A member of the campus Latino Business Association, Mr. Carias says such clubs are in danger of folding because most have nowhere to meet regularly.

`THERE might be some argument that if you don't have a library, you don't have a university,'' says Robert Marshall, an archivist with the University Library's Urban Archive Center.

Interviews with students and faculty found a majority who say the institution is stumbling through with flying colors, considering its handicaps. Most concede a lower quality of education in coming months - owing to poor acoustics and lack of teaching aids from blackboards to overhead projectors to computers. But the prevailing attitude seems to be that the crisis has provided the opportunity to obtain facilities that are closer to state-of-the-art than those that were destroyed. ``We haven't achieved `better' yet,'' Dr. Mininberg says. ``But you are going to see a larger step forward in such things as educational programming, fiber-optic connections, and cable TV than if this [earthquake] didn't happen.''

For now, the university is coping week by week. Faculty members have been forced to improvise course work, because they cannot retrieve syllabuses and notes from damaged buildings.

**To do**.
(a) Answer these questions from the text about the university after the earthquake, one per line:
(i) Which campus group is Mr. Carias a member of?
(ii) What is Robert Marshall's position?
(iii) Why have faculty members had to improvise course work?
(b) Carry on the text about the university after the earthquake, picking up right after its final sentence.
Nothing here requires the listing.

**Data supplied**.
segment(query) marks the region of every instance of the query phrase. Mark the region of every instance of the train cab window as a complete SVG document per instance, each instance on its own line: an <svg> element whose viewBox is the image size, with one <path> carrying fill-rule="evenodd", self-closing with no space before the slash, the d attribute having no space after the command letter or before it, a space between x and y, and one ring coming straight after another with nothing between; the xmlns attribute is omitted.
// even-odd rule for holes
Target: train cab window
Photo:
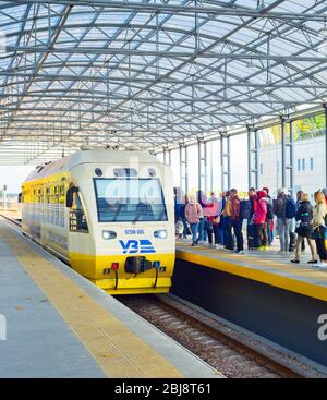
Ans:
<svg viewBox="0 0 327 400"><path fill-rule="evenodd" d="M73 194L73 205L70 210L70 231L88 233L86 216L77 192Z"/></svg>
<svg viewBox="0 0 327 400"><path fill-rule="evenodd" d="M167 221L159 179L95 179L99 222Z"/></svg>

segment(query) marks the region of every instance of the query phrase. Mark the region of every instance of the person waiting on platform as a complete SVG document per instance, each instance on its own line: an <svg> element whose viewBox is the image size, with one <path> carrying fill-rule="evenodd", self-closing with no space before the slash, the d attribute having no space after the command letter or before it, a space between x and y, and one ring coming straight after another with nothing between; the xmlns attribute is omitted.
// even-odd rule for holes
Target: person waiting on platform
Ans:
<svg viewBox="0 0 327 400"><path fill-rule="evenodd" d="M255 226L253 223L253 216L255 214L256 207L257 207L257 197L256 197L256 191L254 187L250 187L249 192L249 205L250 205L250 213L247 218L247 226L246 226L246 238L247 238L247 247L249 250L257 247L258 240L255 231Z"/></svg>
<svg viewBox="0 0 327 400"><path fill-rule="evenodd" d="M302 250L302 243L304 242L305 238L307 240L307 244L311 250L312 259L307 262L308 264L317 263L317 255L316 255L316 245L313 239L311 239L312 233L312 218L313 218L313 207L308 199L308 194L303 193L301 195L301 199L298 202L299 208L296 211L296 229L295 232L298 233L296 239L296 250L295 250L295 258L291 259L291 263L300 263L300 255Z"/></svg>
<svg viewBox="0 0 327 400"><path fill-rule="evenodd" d="M287 218L288 190L280 187L274 202L274 214L277 217L277 232L280 241L280 254L288 253L291 220Z"/></svg>
<svg viewBox="0 0 327 400"><path fill-rule="evenodd" d="M315 206L313 209L313 232L312 239L316 241L317 251L320 258L319 267L327 268L327 250L325 244L325 237L326 237L326 201L325 195L323 192L318 191L315 192Z"/></svg>
<svg viewBox="0 0 327 400"><path fill-rule="evenodd" d="M181 241L183 239L183 232L184 232L184 223L181 217L175 222L174 229L175 229L175 240Z"/></svg>
<svg viewBox="0 0 327 400"><path fill-rule="evenodd" d="M253 216L253 223L258 240L258 250L268 250L268 234L267 234L267 193L265 191L257 191L257 206Z"/></svg>
<svg viewBox="0 0 327 400"><path fill-rule="evenodd" d="M267 234L268 234L268 245L270 246L274 242L272 198L269 195L269 187L263 187L263 191L265 191L267 193Z"/></svg>
<svg viewBox="0 0 327 400"><path fill-rule="evenodd" d="M223 207L223 230L225 230L225 249L234 250L234 239L232 235L232 222L231 222L231 193L226 192L226 202Z"/></svg>
<svg viewBox="0 0 327 400"><path fill-rule="evenodd" d="M192 232L192 246L198 243L197 239L197 228L199 219L203 218L202 207L196 202L195 196L190 196L190 201L185 207L185 217L190 223Z"/></svg>
<svg viewBox="0 0 327 400"><path fill-rule="evenodd" d="M243 218L241 218L241 201L238 196L238 191L232 189L230 191L230 214L231 214L231 226L233 228L237 238L237 254L244 254L243 247L243 233L242 225Z"/></svg>

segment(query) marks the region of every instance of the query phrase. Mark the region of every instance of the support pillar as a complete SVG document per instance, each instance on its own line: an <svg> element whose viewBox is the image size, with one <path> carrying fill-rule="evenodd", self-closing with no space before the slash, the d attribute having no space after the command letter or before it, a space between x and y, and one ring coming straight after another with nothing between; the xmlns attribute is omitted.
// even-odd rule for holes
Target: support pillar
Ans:
<svg viewBox="0 0 327 400"><path fill-rule="evenodd" d="M281 186L286 187L286 118L280 117L281 123Z"/></svg>
<svg viewBox="0 0 327 400"><path fill-rule="evenodd" d="M197 141L198 190L207 192L207 147L203 138Z"/></svg>
<svg viewBox="0 0 327 400"><path fill-rule="evenodd" d="M220 163L221 163L221 190L226 192L230 190L230 138L229 136L220 136Z"/></svg>
<svg viewBox="0 0 327 400"><path fill-rule="evenodd" d="M180 145L180 187L187 193L187 151L185 145Z"/></svg>
<svg viewBox="0 0 327 400"><path fill-rule="evenodd" d="M324 105L325 109L325 184L327 187L327 105Z"/></svg>
<svg viewBox="0 0 327 400"><path fill-rule="evenodd" d="M254 126L247 125L247 181L249 189L259 186L258 133Z"/></svg>

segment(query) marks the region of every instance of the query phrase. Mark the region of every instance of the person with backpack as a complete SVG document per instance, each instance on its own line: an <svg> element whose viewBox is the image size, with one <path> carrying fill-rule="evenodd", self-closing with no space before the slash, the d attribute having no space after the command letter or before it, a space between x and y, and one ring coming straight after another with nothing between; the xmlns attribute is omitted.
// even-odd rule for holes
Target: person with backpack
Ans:
<svg viewBox="0 0 327 400"><path fill-rule="evenodd" d="M316 255L316 246L313 239L311 239L312 233L312 218L313 218L313 207L308 199L308 194L302 192L302 196L300 202L298 203L298 213L295 216L295 219L298 221L298 227L295 232L298 233L296 239L296 251L295 251L295 258L291 259L291 263L300 263L300 255L301 255L301 249L302 243L304 242L304 239L306 238L307 244L311 250L312 259L307 262L308 264L317 263L317 255Z"/></svg>
<svg viewBox="0 0 327 400"><path fill-rule="evenodd" d="M293 252L296 247L296 234L295 234L295 216L298 211L298 203L293 199L292 196L288 195L287 203L287 218L290 219L290 241L289 241L289 252Z"/></svg>
<svg viewBox="0 0 327 400"><path fill-rule="evenodd" d="M253 223L253 216L256 210L257 206L257 198L256 198L256 191L254 187L250 187L249 192L249 205L250 205L250 213L247 218L247 225L246 225L246 237L247 237L247 249L255 249L257 247L257 238L256 238L256 231L255 226Z"/></svg>
<svg viewBox="0 0 327 400"><path fill-rule="evenodd" d="M203 218L203 211L201 205L196 202L195 196L190 196L190 201L185 207L185 217L190 223L192 232L192 246L198 243L197 229L201 218Z"/></svg>
<svg viewBox="0 0 327 400"><path fill-rule="evenodd" d="M311 233L311 238L316 241L317 251L320 258L320 264L318 267L327 268L327 250L326 250L326 214L327 206L326 199L323 192L315 192L315 206L313 209L313 231Z"/></svg>
<svg viewBox="0 0 327 400"><path fill-rule="evenodd" d="M303 195L303 191L298 191L296 192L296 208L298 208L298 210L299 210L299 207L300 207L300 204L301 204L302 195ZM302 252L305 251L305 241L304 240L302 241L302 247L301 247L301 250L302 250Z"/></svg>
<svg viewBox="0 0 327 400"><path fill-rule="evenodd" d="M253 223L258 238L258 250L268 250L267 234L267 193L258 191L256 193L257 207L253 216Z"/></svg>
<svg viewBox="0 0 327 400"><path fill-rule="evenodd" d="M238 196L238 191L232 189L230 191L230 214L231 214L231 225L237 238L237 254L244 254L244 241L242 233L243 215L241 210L241 201Z"/></svg>
<svg viewBox="0 0 327 400"><path fill-rule="evenodd" d="M269 195L269 187L263 187L263 191L267 193L267 234L268 234L268 245L270 246L274 242L274 207L272 198Z"/></svg>
<svg viewBox="0 0 327 400"><path fill-rule="evenodd" d="M226 205L226 192L220 193L220 198L218 201L218 211L217 217L214 220L214 230L217 230L218 244L217 249L223 249L226 244L226 223L223 217L223 210Z"/></svg>
<svg viewBox="0 0 327 400"><path fill-rule="evenodd" d="M225 233L225 250L234 250L234 239L232 235L232 220L231 220L231 192L226 192L226 202L222 211L223 216L223 233Z"/></svg>
<svg viewBox="0 0 327 400"><path fill-rule="evenodd" d="M289 238L290 238L290 223L291 219L287 217L288 206L288 190L280 187L278 190L277 198L274 202L274 214L277 217L277 232L280 242L280 254L288 253L289 250Z"/></svg>

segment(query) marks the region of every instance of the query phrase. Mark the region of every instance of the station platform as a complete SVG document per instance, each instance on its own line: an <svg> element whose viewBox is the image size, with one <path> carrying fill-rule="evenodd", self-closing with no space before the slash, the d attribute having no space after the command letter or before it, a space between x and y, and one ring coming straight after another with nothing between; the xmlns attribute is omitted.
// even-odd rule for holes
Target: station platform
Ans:
<svg viewBox="0 0 327 400"><path fill-rule="evenodd" d="M1 378L221 377L2 218L0 286Z"/></svg>
<svg viewBox="0 0 327 400"><path fill-rule="evenodd" d="M269 251L245 251L245 254L239 255L207 246L192 247L190 244L179 244L177 257L327 301L327 269L324 271L314 264L307 264L308 255L302 257L302 263L291 264L290 259L294 258L294 253L278 254L277 247Z"/></svg>
<svg viewBox="0 0 327 400"><path fill-rule="evenodd" d="M291 264L294 253L245 251L233 254L178 243L172 293L327 366L327 271Z"/></svg>

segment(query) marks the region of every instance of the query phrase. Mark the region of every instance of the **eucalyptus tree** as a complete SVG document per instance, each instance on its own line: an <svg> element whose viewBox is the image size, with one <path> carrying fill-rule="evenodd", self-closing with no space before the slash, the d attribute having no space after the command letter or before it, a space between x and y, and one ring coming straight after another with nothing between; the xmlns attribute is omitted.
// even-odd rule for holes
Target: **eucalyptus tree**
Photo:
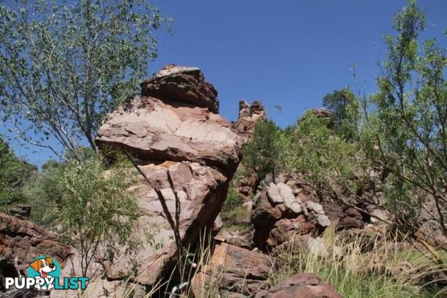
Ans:
<svg viewBox="0 0 447 298"><path fill-rule="evenodd" d="M61 158L85 140L96 151L101 119L138 90L170 21L145 0L0 4L1 123Z"/></svg>
<svg viewBox="0 0 447 298"><path fill-rule="evenodd" d="M384 36L379 91L352 110L362 111L359 144L383 172L397 225L413 229L432 198L432 215L447 235L447 49L434 39L420 44L425 24L413 0L395 16L397 35Z"/></svg>

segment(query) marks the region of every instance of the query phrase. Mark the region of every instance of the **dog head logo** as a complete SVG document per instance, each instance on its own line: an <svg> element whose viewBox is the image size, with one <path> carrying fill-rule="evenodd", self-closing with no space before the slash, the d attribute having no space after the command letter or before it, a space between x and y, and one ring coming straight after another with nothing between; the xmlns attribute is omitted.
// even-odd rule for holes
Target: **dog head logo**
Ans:
<svg viewBox="0 0 447 298"><path fill-rule="evenodd" d="M28 267L28 277L36 279L36 290L51 290L54 278L61 276L59 264L51 257L42 255L33 260Z"/></svg>
<svg viewBox="0 0 447 298"><path fill-rule="evenodd" d="M43 278L46 278L50 272L56 270L56 265L53 263L52 258L35 260L29 265L29 267L34 269L36 272L38 272Z"/></svg>

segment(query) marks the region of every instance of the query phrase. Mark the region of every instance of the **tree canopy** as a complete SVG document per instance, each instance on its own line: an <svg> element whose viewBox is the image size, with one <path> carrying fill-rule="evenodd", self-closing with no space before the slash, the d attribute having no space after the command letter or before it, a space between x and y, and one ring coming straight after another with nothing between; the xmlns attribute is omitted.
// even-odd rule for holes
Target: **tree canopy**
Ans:
<svg viewBox="0 0 447 298"><path fill-rule="evenodd" d="M3 124L61 158L81 140L96 151L101 119L138 90L169 18L144 0L12 3L0 5Z"/></svg>

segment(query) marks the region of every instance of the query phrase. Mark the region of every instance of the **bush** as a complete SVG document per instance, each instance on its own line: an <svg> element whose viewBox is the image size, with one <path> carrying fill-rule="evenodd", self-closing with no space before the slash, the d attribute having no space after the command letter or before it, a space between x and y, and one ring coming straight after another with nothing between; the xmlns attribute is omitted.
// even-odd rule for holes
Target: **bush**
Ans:
<svg viewBox="0 0 447 298"><path fill-rule="evenodd" d="M82 276L95 258L107 256L112 262L119 248L131 244L138 214L128 191L135 182L133 173L124 159L108 167L100 155L66 165L58 184L61 200L57 219L64 239L81 256Z"/></svg>
<svg viewBox="0 0 447 298"><path fill-rule="evenodd" d="M0 135L0 211L27 202L22 187L36 172L36 166L18 158Z"/></svg>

**Results by task**.
(a)
(i) The campus Latino Business Association.
(ii) He is an archivist with the University Library's Urban Archive Center.
(iii) They cannot retrieve syllabuses and notes from damaged buildings.

(b)
``It was a real strain trying to communicate in here,'' says James Allen, a professor of geography who has had to lecture in one of a half-dozen tents known as ``tension domes.'' His students are not getting the education they deserve, he says, because exercises in demographic projections and migration models require computers that languish in unknown status in a damaged building.

``I can't show slides,'' he says, looking up toward a translucent ceiling where sunlight floods in, ``because I can't make it dark in here.''

Progress is made each week - more blackboards, air conditioning, additional desks, better lighting - but it's easy to find those who say that both the news media and university officials are putting too positive a spin on a dire situation.

In another parking lot behind the student union, in a wood-covered mobile home, Paul Bond, editor of the campus newspaper Daily Sundial, and a handful of reporters type stories into a half-dozen computers perched on lunch tables. ``It's hard to produce a daily newspaper with production facilities a quarter-mile away,'' he says, directing a reporter to where advertising and layout operations are crammed unceremoniously into a windowless storage room behind the university bookstore.

``School this semester is a downer,'' says Mr. Bond, a senior majoring in journalism. ``We pay the same price as other state universities that are not in this situation.... You'd think we would get some kind of break.''

Bond describes a chaotic campus life highlighted by long walks between classes, forced by the placement of trailer classrooms around the edges of campus. With 13 credits needed to graduate this semester, Bond dropped eight because he felt that bad acoustics and lack of equipment were hindering his ability to get the education he needs.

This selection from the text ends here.